*TASK DIRECTIONS*.
Copy out the following lines without changing anything.

*LISTING*.
##########

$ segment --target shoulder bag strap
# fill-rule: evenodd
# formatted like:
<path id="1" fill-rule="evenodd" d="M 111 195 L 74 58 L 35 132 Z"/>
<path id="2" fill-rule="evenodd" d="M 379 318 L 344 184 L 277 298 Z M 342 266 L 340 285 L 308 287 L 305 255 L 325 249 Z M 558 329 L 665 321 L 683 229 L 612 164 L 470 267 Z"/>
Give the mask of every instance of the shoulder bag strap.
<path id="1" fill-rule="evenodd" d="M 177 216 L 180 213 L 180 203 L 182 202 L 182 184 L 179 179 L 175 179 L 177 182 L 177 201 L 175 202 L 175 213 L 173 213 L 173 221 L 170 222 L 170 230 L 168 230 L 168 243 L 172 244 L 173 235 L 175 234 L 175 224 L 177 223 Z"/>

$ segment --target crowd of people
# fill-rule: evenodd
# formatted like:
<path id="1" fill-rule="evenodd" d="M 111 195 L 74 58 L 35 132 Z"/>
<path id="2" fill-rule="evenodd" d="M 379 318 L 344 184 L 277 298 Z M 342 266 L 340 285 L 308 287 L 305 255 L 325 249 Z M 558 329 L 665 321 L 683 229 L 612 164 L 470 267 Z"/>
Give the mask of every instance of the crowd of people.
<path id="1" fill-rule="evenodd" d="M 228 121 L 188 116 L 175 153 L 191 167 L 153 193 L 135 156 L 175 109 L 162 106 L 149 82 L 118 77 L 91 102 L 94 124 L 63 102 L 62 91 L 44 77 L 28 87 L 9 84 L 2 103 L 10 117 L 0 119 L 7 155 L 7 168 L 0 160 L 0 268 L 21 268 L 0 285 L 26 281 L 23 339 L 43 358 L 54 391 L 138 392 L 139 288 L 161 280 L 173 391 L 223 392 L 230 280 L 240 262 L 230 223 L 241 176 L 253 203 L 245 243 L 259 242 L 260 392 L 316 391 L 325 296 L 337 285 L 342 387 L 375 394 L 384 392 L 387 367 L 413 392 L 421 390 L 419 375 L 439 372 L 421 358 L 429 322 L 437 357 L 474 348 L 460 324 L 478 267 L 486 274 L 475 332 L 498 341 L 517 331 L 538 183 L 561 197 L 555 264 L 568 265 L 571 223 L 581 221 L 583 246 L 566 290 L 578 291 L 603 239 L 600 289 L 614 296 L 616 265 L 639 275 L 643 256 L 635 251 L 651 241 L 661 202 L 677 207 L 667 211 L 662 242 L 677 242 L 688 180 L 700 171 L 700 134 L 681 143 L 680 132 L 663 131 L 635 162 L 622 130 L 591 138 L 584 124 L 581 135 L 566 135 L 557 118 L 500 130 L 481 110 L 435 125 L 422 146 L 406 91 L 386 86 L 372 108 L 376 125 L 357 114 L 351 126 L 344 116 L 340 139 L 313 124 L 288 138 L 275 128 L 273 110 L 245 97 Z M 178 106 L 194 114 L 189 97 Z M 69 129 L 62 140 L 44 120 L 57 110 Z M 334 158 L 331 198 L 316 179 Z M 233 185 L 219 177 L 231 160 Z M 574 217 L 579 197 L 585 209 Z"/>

##########

*THE RESPONSE*.
$ segment --target shoulder bag strap
# fill-rule: evenodd
# formatted like:
<path id="1" fill-rule="evenodd" d="M 111 195 L 74 58 L 35 132 Z"/>
<path id="2" fill-rule="evenodd" d="M 379 318 L 344 184 L 277 298 Z M 342 266 L 340 285 L 308 287 L 305 255 L 325 249 Z M 558 329 L 665 321 L 683 229 L 612 164 L 470 267 Z"/>
Give the mask of every instance of the shoulder bag strap.
<path id="1" fill-rule="evenodd" d="M 177 216 L 180 213 L 180 203 L 182 202 L 182 184 L 179 179 L 175 179 L 177 182 L 177 201 L 175 202 L 175 213 L 173 213 L 173 221 L 170 222 L 170 230 L 168 230 L 168 243 L 172 244 L 173 235 L 175 234 L 175 224 L 177 223 Z"/>

$ segment --target crowd of people
# fill-rule: evenodd
# formatted like:
<path id="1" fill-rule="evenodd" d="M 111 195 L 74 58 L 35 132 Z"/>
<path id="2" fill-rule="evenodd" d="M 379 318 L 344 184 L 277 298 Z M 342 266 L 340 285 L 308 287 L 305 255 L 325 249 Z M 558 329 L 665 321 L 683 229 L 612 164 L 470 267 Z"/>
Give the mask of every instance of the crowd of people.
<path id="1" fill-rule="evenodd" d="M 228 121 L 188 116 L 175 153 L 191 167 L 153 193 L 135 156 L 175 109 L 162 106 L 149 82 L 118 77 L 91 102 L 94 124 L 63 102 L 62 91 L 44 77 L 28 87 L 9 84 L 2 103 L 10 117 L 0 119 L 7 155 L 7 168 L 0 160 L 0 268 L 21 268 L 0 285 L 26 281 L 23 339 L 43 358 L 54 391 L 138 392 L 139 288 L 161 280 L 173 391 L 223 392 L 230 280 L 240 262 L 230 223 L 241 176 L 253 203 L 245 243 L 259 242 L 260 392 L 316 391 L 325 296 L 337 285 L 342 387 L 375 394 L 384 392 L 387 367 L 413 392 L 421 390 L 419 375 L 439 372 L 421 358 L 429 322 L 437 357 L 474 348 L 460 324 L 478 267 L 486 274 L 475 332 L 498 341 L 517 331 L 538 183 L 561 197 L 555 264 L 568 265 L 571 223 L 581 221 L 583 246 L 566 290 L 578 291 L 603 239 L 600 289 L 614 296 L 616 265 L 639 275 L 643 256 L 635 251 L 651 241 L 661 202 L 677 207 L 667 211 L 662 242 L 677 242 L 688 180 L 700 171 L 700 134 L 681 143 L 680 132 L 663 131 L 635 162 L 622 130 L 591 138 L 584 124 L 581 135 L 566 135 L 557 118 L 500 130 L 481 110 L 435 125 L 422 146 L 406 91 L 386 86 L 372 108 L 376 125 L 357 114 L 351 126 L 344 116 L 340 139 L 313 124 L 288 138 L 275 128 L 273 110 L 245 97 Z M 178 106 L 194 114 L 189 97 Z M 69 129 L 62 140 L 44 120 L 57 110 Z M 334 158 L 331 198 L 316 179 Z M 233 185 L 219 177 L 231 160 Z M 574 217 L 579 197 L 585 209 Z"/>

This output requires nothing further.